▶ WORK REQUEST
Each of the following records is to be output exactly.

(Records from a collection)
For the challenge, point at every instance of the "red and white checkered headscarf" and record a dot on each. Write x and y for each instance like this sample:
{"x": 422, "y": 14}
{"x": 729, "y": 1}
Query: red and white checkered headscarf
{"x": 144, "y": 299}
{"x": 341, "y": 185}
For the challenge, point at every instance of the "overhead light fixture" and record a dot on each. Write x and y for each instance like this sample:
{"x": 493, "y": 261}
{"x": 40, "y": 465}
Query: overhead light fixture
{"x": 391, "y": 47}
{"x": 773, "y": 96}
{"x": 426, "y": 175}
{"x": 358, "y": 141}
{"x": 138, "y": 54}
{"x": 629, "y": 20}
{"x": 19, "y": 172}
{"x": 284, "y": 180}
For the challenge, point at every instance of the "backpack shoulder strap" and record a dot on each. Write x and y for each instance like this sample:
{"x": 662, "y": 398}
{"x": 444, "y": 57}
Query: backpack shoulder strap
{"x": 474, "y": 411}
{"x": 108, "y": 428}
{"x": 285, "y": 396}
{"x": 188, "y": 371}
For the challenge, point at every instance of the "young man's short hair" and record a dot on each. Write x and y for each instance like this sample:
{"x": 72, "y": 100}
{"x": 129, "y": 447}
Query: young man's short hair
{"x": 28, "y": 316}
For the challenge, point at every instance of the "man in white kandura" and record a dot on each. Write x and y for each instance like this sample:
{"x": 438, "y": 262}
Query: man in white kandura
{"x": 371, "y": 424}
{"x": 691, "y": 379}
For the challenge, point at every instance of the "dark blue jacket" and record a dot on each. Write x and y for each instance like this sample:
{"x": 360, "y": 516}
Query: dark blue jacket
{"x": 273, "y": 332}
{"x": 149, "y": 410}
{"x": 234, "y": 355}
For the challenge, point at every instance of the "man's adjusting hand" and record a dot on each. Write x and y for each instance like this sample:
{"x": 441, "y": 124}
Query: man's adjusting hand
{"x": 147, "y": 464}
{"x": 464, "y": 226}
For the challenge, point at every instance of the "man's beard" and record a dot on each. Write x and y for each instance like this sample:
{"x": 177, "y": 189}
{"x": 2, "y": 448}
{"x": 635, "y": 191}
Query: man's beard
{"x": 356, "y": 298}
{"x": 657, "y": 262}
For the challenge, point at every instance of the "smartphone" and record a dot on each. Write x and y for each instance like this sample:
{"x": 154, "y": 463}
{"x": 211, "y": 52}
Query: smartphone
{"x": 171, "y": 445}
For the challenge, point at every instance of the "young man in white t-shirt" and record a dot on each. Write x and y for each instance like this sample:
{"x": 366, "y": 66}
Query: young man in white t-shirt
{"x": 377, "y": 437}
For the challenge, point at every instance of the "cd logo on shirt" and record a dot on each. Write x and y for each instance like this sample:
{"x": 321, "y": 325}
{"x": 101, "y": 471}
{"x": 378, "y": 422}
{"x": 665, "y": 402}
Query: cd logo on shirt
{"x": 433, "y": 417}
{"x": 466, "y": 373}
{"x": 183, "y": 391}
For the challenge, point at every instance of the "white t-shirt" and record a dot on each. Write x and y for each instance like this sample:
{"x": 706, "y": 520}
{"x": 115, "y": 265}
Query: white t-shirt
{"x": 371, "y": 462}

▶ WRITTEN ANSWER
For the challenge, point at every instance of the "red and white checkered headscarf" and record a dot on each. Write x and y for each instance like this sample:
{"x": 422, "y": 14}
{"x": 729, "y": 1}
Query: red and white checkered headscarf
{"x": 144, "y": 299}
{"x": 341, "y": 185}
For the challenge, point at every instance of the "overhead light fixture" and record a dot on each. Write x and y for each instance like this sample:
{"x": 493, "y": 261}
{"x": 40, "y": 465}
Query: overhead light fixture
{"x": 391, "y": 47}
{"x": 773, "y": 96}
{"x": 426, "y": 175}
{"x": 358, "y": 141}
{"x": 138, "y": 54}
{"x": 629, "y": 20}
{"x": 19, "y": 172}
{"x": 284, "y": 180}
For the challenge, point at every instance of the "backpack shoulder strap" and record a dot on each. Write x and y for each instance like this sample:
{"x": 662, "y": 398}
{"x": 444, "y": 57}
Query: backpack shoulder strap
{"x": 474, "y": 411}
{"x": 108, "y": 428}
{"x": 285, "y": 396}
{"x": 188, "y": 371}
For the challenge, point at every instance of the "young man's short hair" and record a dot on each. Write x and y for each instance like this sample:
{"x": 72, "y": 100}
{"x": 129, "y": 447}
Query: young man's short hair
{"x": 28, "y": 316}
For the challenge, point at every instance of the "man in white kandura" and record a dot on each. Write x and y for each instance like this sample:
{"x": 438, "y": 262}
Query: man in white kandura
{"x": 371, "y": 424}
{"x": 691, "y": 379}
For the challenge, point at every instance of the "dark blue jacket" and record a dot on each. Write x and y for each instance like this sample:
{"x": 360, "y": 516}
Query: dark blue jacket
{"x": 273, "y": 332}
{"x": 149, "y": 410}
{"x": 234, "y": 355}
For the challenge, point at every instance of the "man's adjusting hand" and record a dot on each. Write x and y for each instance like this sample:
{"x": 441, "y": 124}
Query: man's adjusting hand
{"x": 147, "y": 464}
{"x": 464, "y": 226}
For the challenge, point at every instance of the "man's beard" and record a dot on each. Write x and y for each instance like this sample:
{"x": 177, "y": 189}
{"x": 2, "y": 448}
{"x": 635, "y": 191}
Query: man's beard
{"x": 356, "y": 298}
{"x": 657, "y": 262}
For the challenge, point at every instance of the "smartphone" and record a dot on each. Write x and y for each instance like this sample:
{"x": 154, "y": 463}
{"x": 211, "y": 52}
Query: smartphone
{"x": 171, "y": 445}
For the challenge, point at every instance of the "young man in white t-shirt" and record a dot on each. Write x and y for each instance like this sample:
{"x": 366, "y": 66}
Query: young man in white t-shirt
{"x": 377, "y": 437}
For the challenge, point at every instance of the "cd logo on shirt" and record a dot on each. Write x and y for each instance like this sample:
{"x": 321, "y": 325}
{"x": 101, "y": 471}
{"x": 378, "y": 422}
{"x": 665, "y": 402}
Query: cd logo on shirt
{"x": 433, "y": 417}
{"x": 466, "y": 373}
{"x": 183, "y": 391}
For the challenge, point at every instance of the "white t-shirt" and record a dot on each. Write x and y for each instance like this sample:
{"x": 706, "y": 520}
{"x": 115, "y": 265}
Query: white t-shirt
{"x": 371, "y": 462}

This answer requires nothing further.